What the task requires:
Could you retype the whole listing, word for word?

Source data:
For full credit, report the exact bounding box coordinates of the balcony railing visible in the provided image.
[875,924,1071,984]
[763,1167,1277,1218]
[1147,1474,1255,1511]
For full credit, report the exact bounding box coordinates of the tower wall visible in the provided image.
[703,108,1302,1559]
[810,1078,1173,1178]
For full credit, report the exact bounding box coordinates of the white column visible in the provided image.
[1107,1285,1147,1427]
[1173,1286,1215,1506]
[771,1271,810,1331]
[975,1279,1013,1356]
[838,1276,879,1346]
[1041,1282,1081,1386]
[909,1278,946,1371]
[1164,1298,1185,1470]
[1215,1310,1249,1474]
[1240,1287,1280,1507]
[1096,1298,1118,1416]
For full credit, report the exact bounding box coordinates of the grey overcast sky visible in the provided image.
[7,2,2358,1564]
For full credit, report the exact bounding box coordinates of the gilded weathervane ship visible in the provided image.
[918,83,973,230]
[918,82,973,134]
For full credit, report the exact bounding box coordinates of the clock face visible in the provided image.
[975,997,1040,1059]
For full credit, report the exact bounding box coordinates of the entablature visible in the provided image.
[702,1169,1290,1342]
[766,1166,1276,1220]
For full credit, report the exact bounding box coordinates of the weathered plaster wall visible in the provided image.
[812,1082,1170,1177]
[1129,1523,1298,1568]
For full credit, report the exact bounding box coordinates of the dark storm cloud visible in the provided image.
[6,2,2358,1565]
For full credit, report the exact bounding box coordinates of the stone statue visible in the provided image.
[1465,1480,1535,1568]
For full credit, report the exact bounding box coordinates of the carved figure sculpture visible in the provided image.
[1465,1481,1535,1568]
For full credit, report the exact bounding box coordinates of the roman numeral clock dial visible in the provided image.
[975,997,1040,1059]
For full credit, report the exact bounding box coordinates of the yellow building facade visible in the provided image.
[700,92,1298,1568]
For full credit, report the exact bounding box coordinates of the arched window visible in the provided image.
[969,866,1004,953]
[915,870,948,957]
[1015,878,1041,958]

Solution for this exercise:
For full credit, report the exact bounding box coordinates of the balcony railing visible in the provided image.
[875,924,1071,984]
[763,1167,1277,1218]
[1147,1474,1255,1511]
For full credit, report the exact bounding box coordinates of the tower wall visible in the provided image.
[703,108,1302,1559]
[810,1078,1173,1178]
For full credit, report the exact bounding box coordinates of the white column visible in the provided image.
[1107,1285,1147,1427]
[1173,1286,1215,1506]
[771,1271,810,1331]
[975,1279,1013,1356]
[838,1276,879,1346]
[1041,1282,1081,1386]
[909,1278,946,1371]
[1164,1298,1185,1470]
[1215,1310,1249,1474]
[1240,1287,1280,1507]
[1096,1298,1118,1416]
For full credit, report the exact bounding box coordinates of the grey overcast sky visible in the provided image.
[7,2,2358,1564]
For full credit, report the exact bounding box coordinates of the gilded weathervane ship visible in the provided image.
[918,83,973,230]
[918,82,973,134]
For full credit, report the exact bounding box coordinates of the clock face visible in the provided image.
[975,997,1040,1059]
For full credit, report the exact bounding box coordinates of the entablature visible in the provided image.
[702,1169,1290,1342]
[766,1166,1276,1220]
For full credit, report the exact bounding box coordinates of the weathered plaster wall visible in the provided image.
[812,1082,1170,1177]
[1129,1523,1298,1568]
For full credit, report the exact bounding box coordinates of the dark storm cloud visible in the provided image.
[6,2,2358,1565]
For full credit, report the exact bounding box coordinates of the stone statue visible in the provided image.
[1465,1480,1535,1568]
For full credit, report the exact bounding box coordinates of the carved figure sculpture visible in the provided image.
[1465,1481,1535,1568]
For full credit, report the exact bounding box coordinates of the roman numeral clock dial visible in the provided image.
[975,997,1040,1059]
For full credit, report the exact bounding box coordinates of the yellow building facade visible in the provided image.
[700,92,1298,1568]
For full credit, report the exact bounding box coordinates of the arched window visible in the provided image.
[969,866,1004,953]
[915,870,948,957]
[1015,878,1041,958]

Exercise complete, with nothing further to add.